- **WHAT YOU HAVE TO DO**
Write out every one of the rows below word for word, leaving the pictures out.

━━━━━━━━━━━━━━━━━━━━━━━━━━━━━━

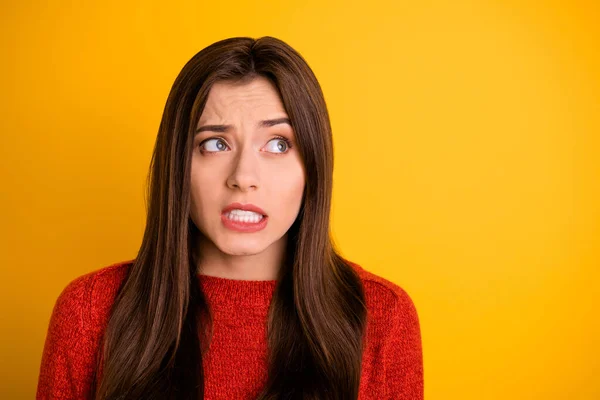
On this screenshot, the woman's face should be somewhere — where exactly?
[190,77,306,256]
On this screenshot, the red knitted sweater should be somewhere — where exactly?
[36,261,423,400]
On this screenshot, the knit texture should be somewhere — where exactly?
[36,260,423,400]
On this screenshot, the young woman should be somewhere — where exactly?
[37,37,423,400]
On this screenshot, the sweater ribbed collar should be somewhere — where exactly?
[196,273,277,309]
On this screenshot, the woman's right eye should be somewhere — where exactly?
[200,138,227,153]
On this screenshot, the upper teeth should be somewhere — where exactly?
[227,209,263,222]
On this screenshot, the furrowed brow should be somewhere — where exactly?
[196,118,292,134]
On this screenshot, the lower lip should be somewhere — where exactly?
[221,214,269,232]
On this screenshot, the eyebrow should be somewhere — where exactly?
[196,117,292,134]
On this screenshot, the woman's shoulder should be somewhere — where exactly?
[346,260,417,321]
[54,260,133,329]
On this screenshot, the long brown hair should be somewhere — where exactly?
[93,36,367,400]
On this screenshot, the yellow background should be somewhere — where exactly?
[0,0,600,400]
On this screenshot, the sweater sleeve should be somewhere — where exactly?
[36,274,95,400]
[386,289,424,400]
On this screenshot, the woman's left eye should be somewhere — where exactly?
[267,136,292,154]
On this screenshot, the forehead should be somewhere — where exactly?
[199,77,287,124]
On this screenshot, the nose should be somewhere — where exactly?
[227,143,259,192]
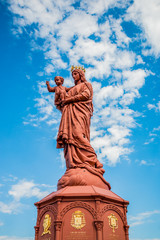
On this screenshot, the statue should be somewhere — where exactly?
[46,76,70,110]
[46,66,108,189]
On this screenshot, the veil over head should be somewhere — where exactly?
[72,69,87,82]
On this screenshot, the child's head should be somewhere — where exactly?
[54,76,64,86]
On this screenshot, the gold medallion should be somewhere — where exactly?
[41,214,51,236]
[108,213,118,233]
[71,210,86,229]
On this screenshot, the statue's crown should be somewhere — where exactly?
[71,65,86,72]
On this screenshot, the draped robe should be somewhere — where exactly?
[57,82,104,175]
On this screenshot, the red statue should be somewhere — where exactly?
[46,67,108,188]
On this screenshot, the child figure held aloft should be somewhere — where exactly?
[46,76,71,111]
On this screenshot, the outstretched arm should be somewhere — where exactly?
[46,81,56,92]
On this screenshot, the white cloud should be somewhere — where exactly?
[139,160,155,166]
[147,101,160,112]
[8,180,49,201]
[81,0,127,15]
[128,210,160,227]
[126,0,160,57]
[0,179,55,214]
[0,201,23,214]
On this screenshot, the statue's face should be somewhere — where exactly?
[55,76,62,86]
[72,71,81,83]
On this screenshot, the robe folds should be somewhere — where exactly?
[57,82,104,174]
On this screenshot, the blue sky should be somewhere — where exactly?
[0,0,160,240]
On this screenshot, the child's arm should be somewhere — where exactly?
[46,81,56,92]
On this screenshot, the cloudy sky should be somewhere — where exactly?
[0,0,160,240]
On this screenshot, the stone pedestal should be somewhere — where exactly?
[35,185,129,240]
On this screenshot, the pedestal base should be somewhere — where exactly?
[35,186,129,240]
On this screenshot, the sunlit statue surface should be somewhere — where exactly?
[46,67,108,189]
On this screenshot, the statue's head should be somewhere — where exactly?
[54,76,64,86]
[71,66,87,82]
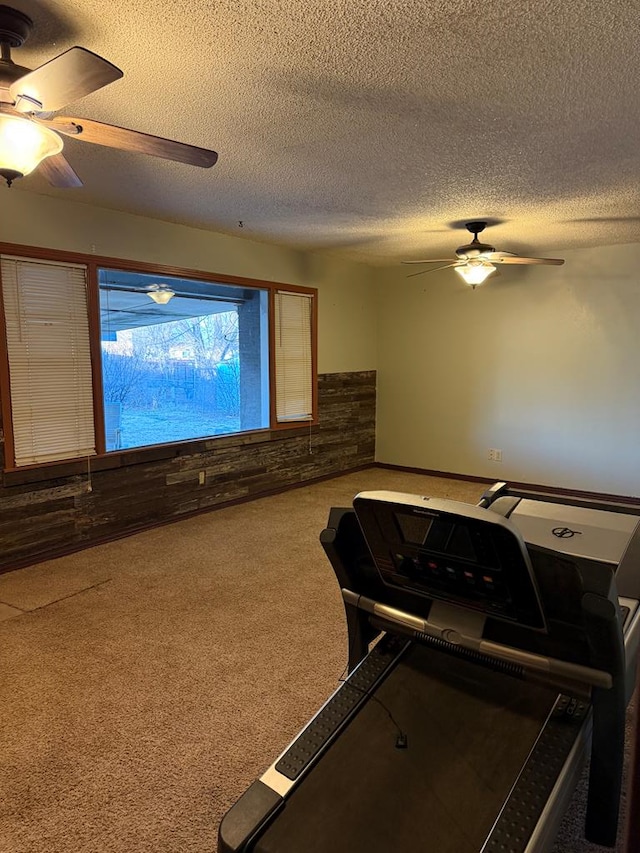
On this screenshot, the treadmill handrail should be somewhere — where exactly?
[342,588,613,690]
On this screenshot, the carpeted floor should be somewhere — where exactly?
[0,469,632,853]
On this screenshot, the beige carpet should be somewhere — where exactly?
[0,469,632,853]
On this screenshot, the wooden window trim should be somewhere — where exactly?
[0,242,318,476]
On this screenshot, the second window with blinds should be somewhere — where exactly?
[0,255,315,467]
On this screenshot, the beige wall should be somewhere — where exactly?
[0,188,376,373]
[5,190,640,496]
[377,244,640,496]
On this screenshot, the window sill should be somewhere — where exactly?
[3,421,317,486]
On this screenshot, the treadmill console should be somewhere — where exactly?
[353,491,546,630]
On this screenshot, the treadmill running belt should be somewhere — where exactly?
[252,645,558,853]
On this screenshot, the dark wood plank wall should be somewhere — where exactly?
[0,371,376,572]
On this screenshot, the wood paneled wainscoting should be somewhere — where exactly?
[0,371,376,572]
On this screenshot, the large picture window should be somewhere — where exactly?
[0,252,316,468]
[98,269,269,450]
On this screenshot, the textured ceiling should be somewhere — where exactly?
[0,0,640,264]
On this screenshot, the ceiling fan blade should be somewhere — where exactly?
[36,116,218,169]
[403,261,460,278]
[9,47,123,113]
[488,255,564,265]
[38,154,82,189]
[402,258,459,264]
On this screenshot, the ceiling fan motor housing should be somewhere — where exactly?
[456,221,495,259]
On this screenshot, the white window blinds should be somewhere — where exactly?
[0,256,95,466]
[274,292,313,423]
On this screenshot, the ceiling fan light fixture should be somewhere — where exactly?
[454,260,496,290]
[147,284,176,305]
[0,113,63,186]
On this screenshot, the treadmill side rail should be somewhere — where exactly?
[218,780,284,853]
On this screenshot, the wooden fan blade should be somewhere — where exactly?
[489,255,564,265]
[403,261,460,278]
[36,116,218,169]
[9,47,123,113]
[402,258,459,264]
[38,154,82,189]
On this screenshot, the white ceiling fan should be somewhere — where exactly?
[403,220,564,289]
[0,6,218,187]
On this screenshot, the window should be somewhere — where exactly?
[0,256,95,465]
[0,252,315,467]
[274,291,313,423]
[98,269,269,450]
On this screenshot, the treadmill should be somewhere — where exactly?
[218,483,640,853]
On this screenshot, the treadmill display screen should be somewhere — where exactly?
[354,494,545,629]
[396,513,478,563]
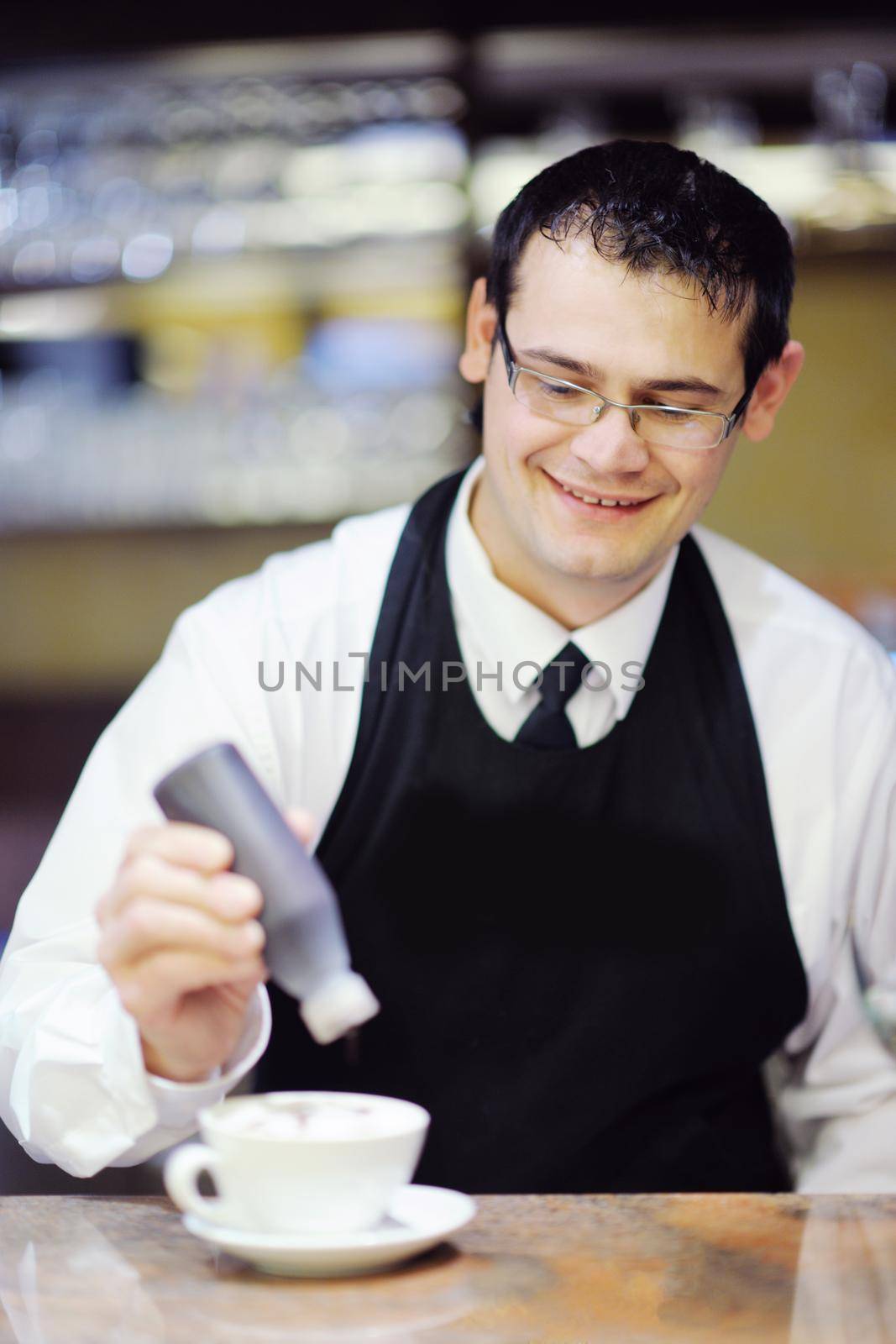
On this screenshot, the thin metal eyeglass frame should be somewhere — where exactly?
[497,318,757,453]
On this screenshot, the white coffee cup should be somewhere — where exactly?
[165,1091,430,1232]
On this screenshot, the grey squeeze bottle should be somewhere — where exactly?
[153,742,380,1046]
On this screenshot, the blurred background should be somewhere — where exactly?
[0,10,896,1189]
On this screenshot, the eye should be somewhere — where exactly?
[537,378,582,402]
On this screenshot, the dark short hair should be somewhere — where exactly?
[474,139,794,428]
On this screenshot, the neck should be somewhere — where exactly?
[469,473,666,630]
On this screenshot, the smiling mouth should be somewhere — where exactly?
[544,472,657,513]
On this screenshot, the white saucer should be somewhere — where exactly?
[183,1185,475,1278]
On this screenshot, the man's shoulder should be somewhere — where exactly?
[692,526,887,660]
[181,504,410,639]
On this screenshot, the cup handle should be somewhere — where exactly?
[164,1144,233,1226]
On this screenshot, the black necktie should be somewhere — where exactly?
[516,643,589,748]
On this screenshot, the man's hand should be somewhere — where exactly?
[97,809,314,1082]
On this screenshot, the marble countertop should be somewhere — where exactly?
[0,1194,896,1344]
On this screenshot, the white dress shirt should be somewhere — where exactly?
[0,459,896,1191]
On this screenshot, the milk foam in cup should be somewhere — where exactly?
[165,1091,430,1234]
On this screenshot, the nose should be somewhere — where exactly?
[569,406,650,475]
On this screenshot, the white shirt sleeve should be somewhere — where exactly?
[0,599,280,1176]
[768,650,896,1194]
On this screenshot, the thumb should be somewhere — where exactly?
[284,808,317,848]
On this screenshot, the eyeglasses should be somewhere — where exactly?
[497,318,755,450]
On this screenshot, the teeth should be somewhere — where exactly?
[563,486,637,508]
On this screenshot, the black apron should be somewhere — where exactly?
[255,472,807,1194]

━━━━━━━━━━━━━━━━━━━━━━━━━━━━━━

- **RESULT**
On this screenshot, the woman's face should be somewhere — where exactly?
[190,77,306,256]
On this screenshot, the red knitted sweater should be somewhere — where exactly?
[36,261,423,400]
On this screenshot, the knit texture should be somewhere — where exactly?
[36,260,423,400]
On this screenshot, the young woman should be somewhere — where exactly?
[37,37,423,400]
On this screenshot, the sweater ribbed collar should be somewhere — where exactly?
[196,273,277,309]
On this screenshot, the woman's right eye should be somewhere — where exactly?
[200,138,227,153]
On this screenshot, the upper teeth should be somewhere — where exactly?
[227,209,263,222]
On this screenshot, the furrowed brow should be somewhere — where exactly?
[196,118,292,134]
On this screenshot, the lower lip should be somewhere — where exactly?
[221,214,269,232]
On this screenshot, the eyebrow should be somewhere — where exactly?
[196,117,292,134]
On this screenshot, the woman's shoulder should be somewhere — where exactly?
[346,260,417,321]
[54,260,133,329]
On this screenshot, the long brown hair should be somewhere — where exactly?
[93,36,367,400]
On this screenshot, the yellow background should be somewhere — where exactly?
[0,0,600,400]
On this screenshot, the sweater sleeve should be somewhere — where exactly?
[36,274,95,400]
[386,289,424,400]
On this screenshot, the woman's left eye should be somewhere — where exactly?
[267,136,292,154]
On this screenshot, the forehead should be somewhere — where exactly?
[199,77,287,124]
On this screenshot, the nose should be somewhere — where exactly?
[227,143,259,192]
On this screenshot, the statue should be somewhere — where exactly?
[46,76,70,110]
[46,66,108,189]
On this screenshot, the veil over head should be somewhere — where exactly?
[72,69,87,82]
On this screenshot, the child's head should be somewhere — where exactly?
[54,76,64,86]
On this screenshot, the gold medallion should be somewhere — where exactly?
[41,214,51,236]
[108,213,118,233]
[71,210,86,229]
On this screenshot, the statue's crown should be somewhere — where exactly?
[71,65,86,72]
On this screenshot, the draped robe should be somewhere — where exactly?
[57,82,104,175]
On this screenshot, the red statue should be somewhere — where exactly?
[46,67,108,188]
On this screenshot, the child figure held aloft should be somewhere — where exactly?
[46,76,71,111]
On this screenshot, the outstretched arm should be somewhere — where exactly?
[46,81,56,92]
On this screenshot, the white cloud should be somewhere — where exactly?
[139,160,155,166]
[147,101,160,112]
[8,180,49,201]
[81,0,127,15]
[128,210,160,227]
[126,0,160,57]
[0,179,55,214]
[0,201,23,214]
On this screenshot, the statue's face should be somewhere — where exactly?
[55,76,62,86]
[72,71,81,83]
On this screenshot, the robe folds should be somewhere — where exactly?
[57,82,104,174]
On this screenshot, the blue sky should be somewhere — where exactly?
[0,0,160,240]
On this screenshot, the child's arm should be somewhere — where exactly?
[46,81,56,92]
On this screenshot, the cloudy sky should be somewhere — where exactly?
[0,0,160,240]
On this screenshot, the stone pedestal should be somewhere — where exactly?
[35,185,129,240]
On this screenshot, the pedestal base should be somewhere — where exactly?
[35,186,129,240]
On this screenshot, the sunlit statue surface should be somewhere — where exactly?
[46,67,108,189]
On this screenshot, the statue's head should be somewhere — where exactly?
[54,76,64,86]
[71,66,87,82]
On this screenshot, the treadmill handrail should be somewhere — where exactly?
[342,588,613,690]
On this screenshot, the carpeted floor should be somewhere — where exactly?
[0,469,632,853]
On this screenshot, the beige carpet should be somewhere — where exactly?
[0,469,632,853]
On this screenshot, the wooden window trim should be somewhere — where exactly?
[0,242,318,476]
On this screenshot, the second window with blinds should be somewhere — where exactly?
[0,255,315,467]
On this screenshot, the beige wall should be somewhere — where exactly?
[0,188,376,373]
[5,190,640,496]
[377,244,640,496]
On this screenshot, the window sill should be somewhere — where exactly?
[3,421,317,486]
On this screenshot, the treadmill console should be somewhere — where exactly?
[353,491,546,630]
On this screenshot, the treadmill running belt should be somewhere — where exactly?
[252,645,558,853]
On this screenshot, the dark wood plank wall should be somewhere — where exactly?
[0,371,376,572]
On this screenshot, the wood paneled wainscoting should be somewhere — where exactly?
[0,371,376,572]
On this screenshot, the large picture window should be somewhere — where exactly?
[0,252,316,468]
[98,269,269,450]
On this screenshot, the textured ceiling should be somewhere — where exactly?
[0,0,640,264]
On this screenshot, the ceiling fan blade should be somewhere — where exactly?
[36,116,218,169]
[403,261,460,278]
[9,47,123,113]
[488,255,564,265]
[38,154,82,189]
[402,258,459,264]
On this screenshot, the ceiling fan motor housing should be somewhere — where exactly?
[456,221,495,259]
On this screenshot, the white window blinds should be somewhere — where exactly?
[0,256,95,466]
[274,292,313,423]
On this screenshot, the ceiling fan light fixture should be somewhere — where exactly?
[454,260,496,290]
[147,284,176,305]
[0,113,63,186]
On this screenshot, the treadmill side rail should be somewhere — where exactly?
[218,780,284,853]
On this screenshot, the wooden fan blade should be somewhere — where exactly?
[489,255,564,265]
[403,261,460,278]
[36,116,218,169]
[9,47,123,113]
[402,258,459,264]
[38,154,82,189]
On this screenshot, the white ceiling fan should be somewhere — where exactly?
[403,220,564,289]
[0,6,218,187]
On this screenshot, the window should be somewhere — where exactly?
[0,256,95,465]
[0,252,315,467]
[274,291,313,423]
[98,269,269,450]
On this screenshot, the treadmill should be somewhere — where exactly?
[218,483,640,853]
On this screenshot, the treadmill display screen should be somewhere — where exactly?
[354,494,545,629]
[396,513,478,563]
On this screenshot, the thin metal eyeglass frame should be somewhere — where exactly?
[497,318,757,453]
On this screenshot, the white coffee cup should be somewhere — where exactly?
[165,1091,430,1232]
On this screenshot, the grey squeeze bottle should be somewhere — where exactly?
[153,742,380,1046]
On this screenshot, the blurred background should be somewhere — where exactly?
[0,10,896,1189]
On this screenshot, the eye should be somewhere — where exactly?
[537,378,582,402]
On this screenshot, the dark short hair should be somewhere — where exactly?
[474,139,794,428]
On this screenshot, the neck should be somewhere — where exactly?
[469,473,666,630]
On this screenshot, the smiling mouth should be somewhere — where exactly?
[544,472,657,513]
On this screenshot, the white saucer should be somewhere — where exactly?
[183,1185,475,1278]
On this screenshot, the man's shoulder should be somewhere — where exactly?
[692,526,887,660]
[181,504,410,639]
On this screenshot, the cup handle should be somewhere — where exactly?
[164,1144,233,1226]
On this screenshot, the black necktie should be somewhere — where exactly?
[516,643,589,748]
On this screenshot, the man's hand should be somewhere — where exactly?
[97,809,314,1082]
On this screenshot, the marble countertop should be somewhere — where exactly?
[0,1194,896,1344]
On this screenshot, the white dress shirt should be somewhere — where exactly?
[0,459,896,1191]
On this screenshot, the milk foam in cup should be somewhere — where exactly?
[165,1091,430,1234]
On this screenshot, the nose should be somewhere — where exactly?
[569,406,650,475]
On this screenshot, the white shirt sleeve should be somewhere — where exactly?
[0,599,280,1176]
[768,650,896,1194]
On this screenshot, the thumb should be somewhere — where exactly?
[284,808,317,848]
On this screenshot, the eyeglasses should be somewhere — where exactly?
[497,318,755,450]
On this screenshot, the teeth should be somewhere — where exactly?
[563,486,637,508]
On this screenshot, the black apron should be somewhere — where exactly?
[255,472,807,1194]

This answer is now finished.